#### ЗАДАНИЯ
1. Ответьте по отрывку на три вопроса:
(a) Во что был обут сосед, когда пришел ругаться?
(b) На какой улице стоял дряхлый дом?
(c) Как назывался альманах, в выпуск которого редактор вложил много сил?
2. Пожалуйста, перепишите из отрывка без изменений участок от слов «Навряд ли он» до слов «отчаянно веселых парней.» включительно.

#### ОТРЫВОК ТЕКСТА

------------------------

Песни «про нашу хату» он не сочинил, но наведывался часто. А однажды, когда живший за стенкой сосед пришел ругать нас за то, что не топим печь и воруем его тепло, Коля поднялся со стула, простер длань с указующим перстом и торжественно изрек:
— Вы грубый, невоспитанный человек в грязных сапогах. Вам нет места в этом храме. Немедленно выйдите вон!
Ошарашенный сосед, тупо моргая, послушно скрылся за дверью. Мы рассмеялись.
— С чего ты про сапоги завернул? Он же в шлепанцах ввалился.
— Мне показалось, что в сапогах. В грязных, — на полном серьезе ответил Рубцов.
Навряд ли он сохранился до нынешних дней, этот дряхлый дом на улице Гаджиева. А я вспоминаю его, как вспоминают молодость: с теплой грустью в душе. Хватило в нем места и для Ильи Кашафутди-нова, и для Олега Лосото, и для Володи Ивачова, когда их тоже позвали служить в газету, и для многих других отчаянно неустроенных и отчаянно веселых парней.
Нет уже в живых Володи Соломатина, работавшего после Севера в секретариате «Литературной России». Умер Коля Рубцов. Мы, живые, порой не встречаемся годами. Но если повезет, если столкнемся на каком-нибудь писательском совещании — разговор невольно начинаем так:
— А помнишь, на Гаджиева, девять…
Редактор флотской газеты Михаил Ефремович Овчаров, несмотря на полковничьи погоны, был добрейшей души человек. Он обладал драгоценным даром подметить любой мало-мальский талант. Сколько возился он с нами, молодыми, как щедро открывал страницы газеты для наших стихов, рассказов, очерков, как много сил и сердечного жара вложил в выпуск нашего альманаха «Полярное сияние»!

------------------------

#### ПРЕДСТАВЛЕННЫЕ ДАННЫЕ
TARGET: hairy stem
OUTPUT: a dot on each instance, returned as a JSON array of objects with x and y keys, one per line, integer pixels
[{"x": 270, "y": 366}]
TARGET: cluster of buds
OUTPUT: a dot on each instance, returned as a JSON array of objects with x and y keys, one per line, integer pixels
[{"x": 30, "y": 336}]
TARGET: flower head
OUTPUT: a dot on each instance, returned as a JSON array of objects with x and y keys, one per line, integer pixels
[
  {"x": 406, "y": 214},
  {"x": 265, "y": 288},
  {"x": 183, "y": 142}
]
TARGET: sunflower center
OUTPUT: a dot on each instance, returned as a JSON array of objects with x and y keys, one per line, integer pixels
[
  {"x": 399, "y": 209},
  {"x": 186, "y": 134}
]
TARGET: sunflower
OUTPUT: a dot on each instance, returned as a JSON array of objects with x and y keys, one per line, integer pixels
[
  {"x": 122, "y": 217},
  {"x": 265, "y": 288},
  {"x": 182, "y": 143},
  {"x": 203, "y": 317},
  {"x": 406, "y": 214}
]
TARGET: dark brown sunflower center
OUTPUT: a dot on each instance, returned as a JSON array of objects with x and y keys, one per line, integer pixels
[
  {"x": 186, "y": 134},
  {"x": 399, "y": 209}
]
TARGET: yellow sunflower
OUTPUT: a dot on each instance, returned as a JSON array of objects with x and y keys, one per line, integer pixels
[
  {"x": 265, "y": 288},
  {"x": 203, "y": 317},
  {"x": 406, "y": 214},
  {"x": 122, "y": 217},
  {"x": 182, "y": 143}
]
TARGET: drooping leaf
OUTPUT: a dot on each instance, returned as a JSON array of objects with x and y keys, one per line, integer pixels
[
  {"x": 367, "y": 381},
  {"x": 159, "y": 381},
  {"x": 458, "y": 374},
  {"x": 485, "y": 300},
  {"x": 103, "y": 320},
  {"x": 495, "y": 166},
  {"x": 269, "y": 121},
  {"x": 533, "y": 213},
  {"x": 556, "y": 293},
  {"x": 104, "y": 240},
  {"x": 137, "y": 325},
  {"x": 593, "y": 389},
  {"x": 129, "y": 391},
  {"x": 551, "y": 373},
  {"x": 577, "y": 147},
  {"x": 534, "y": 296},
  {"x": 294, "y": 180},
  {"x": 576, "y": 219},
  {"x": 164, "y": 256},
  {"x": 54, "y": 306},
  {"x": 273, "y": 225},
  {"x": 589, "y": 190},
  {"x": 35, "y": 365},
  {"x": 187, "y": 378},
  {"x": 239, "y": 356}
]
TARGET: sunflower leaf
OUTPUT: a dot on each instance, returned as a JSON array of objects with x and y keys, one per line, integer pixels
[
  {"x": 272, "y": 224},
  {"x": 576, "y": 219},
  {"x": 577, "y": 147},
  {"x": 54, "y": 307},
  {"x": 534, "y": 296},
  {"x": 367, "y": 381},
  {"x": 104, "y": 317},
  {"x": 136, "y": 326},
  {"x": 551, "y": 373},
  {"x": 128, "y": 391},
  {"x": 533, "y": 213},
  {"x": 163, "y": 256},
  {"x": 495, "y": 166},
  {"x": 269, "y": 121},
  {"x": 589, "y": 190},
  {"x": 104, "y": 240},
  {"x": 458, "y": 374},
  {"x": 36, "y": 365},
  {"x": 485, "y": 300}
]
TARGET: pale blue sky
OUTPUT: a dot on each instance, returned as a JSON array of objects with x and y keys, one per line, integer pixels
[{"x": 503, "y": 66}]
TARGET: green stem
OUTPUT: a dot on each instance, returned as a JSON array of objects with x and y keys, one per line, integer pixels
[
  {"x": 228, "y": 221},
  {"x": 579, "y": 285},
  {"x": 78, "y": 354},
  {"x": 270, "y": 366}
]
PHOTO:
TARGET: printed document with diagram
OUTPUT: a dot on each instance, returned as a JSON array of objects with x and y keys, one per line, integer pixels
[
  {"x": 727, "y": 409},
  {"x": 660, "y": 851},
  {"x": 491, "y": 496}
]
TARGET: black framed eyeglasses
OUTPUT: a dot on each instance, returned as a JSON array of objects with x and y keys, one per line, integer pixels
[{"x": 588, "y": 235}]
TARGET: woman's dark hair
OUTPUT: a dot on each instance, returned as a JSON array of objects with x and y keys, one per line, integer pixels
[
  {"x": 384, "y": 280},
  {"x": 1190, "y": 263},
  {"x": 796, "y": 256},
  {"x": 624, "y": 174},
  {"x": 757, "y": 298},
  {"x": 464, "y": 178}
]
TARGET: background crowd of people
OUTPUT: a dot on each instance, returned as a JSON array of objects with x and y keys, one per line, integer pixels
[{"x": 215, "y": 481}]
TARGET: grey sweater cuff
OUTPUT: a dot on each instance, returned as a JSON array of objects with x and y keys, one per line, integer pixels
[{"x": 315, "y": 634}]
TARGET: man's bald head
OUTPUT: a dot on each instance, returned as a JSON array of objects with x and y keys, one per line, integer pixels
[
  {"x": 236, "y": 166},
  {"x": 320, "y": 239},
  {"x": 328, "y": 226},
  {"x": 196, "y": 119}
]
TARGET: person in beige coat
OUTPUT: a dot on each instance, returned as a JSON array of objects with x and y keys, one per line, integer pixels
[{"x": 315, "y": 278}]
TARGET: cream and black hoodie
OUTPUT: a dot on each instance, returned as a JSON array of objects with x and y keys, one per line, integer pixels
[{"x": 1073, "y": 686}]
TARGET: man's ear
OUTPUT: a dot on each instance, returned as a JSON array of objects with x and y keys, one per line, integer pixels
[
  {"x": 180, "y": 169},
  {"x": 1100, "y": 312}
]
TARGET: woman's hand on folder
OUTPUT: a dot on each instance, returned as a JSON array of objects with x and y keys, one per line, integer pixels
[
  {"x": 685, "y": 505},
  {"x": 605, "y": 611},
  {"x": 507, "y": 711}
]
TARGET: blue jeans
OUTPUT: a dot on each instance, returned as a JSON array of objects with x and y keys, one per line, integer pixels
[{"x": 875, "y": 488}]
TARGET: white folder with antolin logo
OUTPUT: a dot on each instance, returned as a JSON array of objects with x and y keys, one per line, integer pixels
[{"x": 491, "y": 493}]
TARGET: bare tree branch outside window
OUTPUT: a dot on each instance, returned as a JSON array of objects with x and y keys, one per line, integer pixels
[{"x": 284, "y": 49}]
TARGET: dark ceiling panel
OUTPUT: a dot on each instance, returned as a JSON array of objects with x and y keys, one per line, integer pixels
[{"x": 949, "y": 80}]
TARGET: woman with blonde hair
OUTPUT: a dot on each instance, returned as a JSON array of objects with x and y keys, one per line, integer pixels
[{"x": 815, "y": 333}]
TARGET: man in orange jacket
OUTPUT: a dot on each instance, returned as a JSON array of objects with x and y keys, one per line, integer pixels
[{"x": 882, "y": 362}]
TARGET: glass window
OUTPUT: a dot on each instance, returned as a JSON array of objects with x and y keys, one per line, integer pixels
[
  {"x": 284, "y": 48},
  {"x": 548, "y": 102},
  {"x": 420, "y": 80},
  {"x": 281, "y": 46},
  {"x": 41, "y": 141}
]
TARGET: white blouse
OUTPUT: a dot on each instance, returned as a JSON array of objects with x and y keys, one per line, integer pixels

------------------------

#### ОТВЕТЫ К ЗАДАНИЯМ
1.
(a) В шлепанцы.
(b) На улице Гаджиева.
(c) «Полярное сияние».

2.
Навряд ли он сохранился до нынешних дней, этот дряхлый дом на улице Гаджиева. А я вспоминаю его, как вспоминают молодость: с теплой грустью в душе. Хватило в нем места и для Ильи Кашафутди-нова, и для Олега Лосото, и для Володи Ивачова, когда их тоже позвали служить в газету, и для многих других отчаянно неустроенных и отчаянно веселых парней.